Similarly, and as suggested in one of the other issues, using fingerterm to run waydroid session start and waydroid show-full-ui spams the same message in the terminal where show-full-ui is run.

The terminal where waydroid session start is run pops the XDG Session is not "wayland" message. I assume it's benign, but is still worthy of a raised eyebrow. I would appreciate clarification. It would be great to fix the clipboard too, but I assume it's not as simple as installing pyclip and unrelated in any case.

What I tried

Logs

I'm particularly suspicious of this, but I don't know what to do about it:

New background process: pid=13565, output=background
lxc-start: waydroid: utils.c: lxc_can_use_pidfd: 1772 Kernel does not support pidfds
lxc-start: waydroid: utils.c: safe_mount: 1198 Not a directory - Failed to mount "/dev/video" onto "/usr/lib/lxc/rootfs     /dev/video"

In any case, the full log from /var/lib/waydroid/waydroid.log. Includes a bit of noise at the start, didn't want to remove anything just in case.

Also uncompressed /proc/config.gz, renamed to config.txt because github is being silly.

rinigus commented 1 year ago

Not sure how up to date porters tasks are for Waydroid. That /dev/video was in #17 as well, not sure how relevant it is. Maybe @piggz has some ideas?

piggz commented 1 year ago

I would use "waydroid logcat" to look at the logcat logs from within the container to see where it is stuck. I helped a case recently where permissions were incorrect for the binder devices, and that was evident in the logs.

DIzFer commented 1 year ago

Ah, nice, github notified me of rinigus' reply but not piggz.

Source data:
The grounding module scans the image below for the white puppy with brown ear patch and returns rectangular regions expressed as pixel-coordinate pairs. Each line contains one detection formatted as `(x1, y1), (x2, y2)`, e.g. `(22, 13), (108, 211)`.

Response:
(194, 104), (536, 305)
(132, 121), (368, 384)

What the task asks: Give every username the Waydroid thread shows posting a comment.

The solution: rinigus, piggz, DIzFer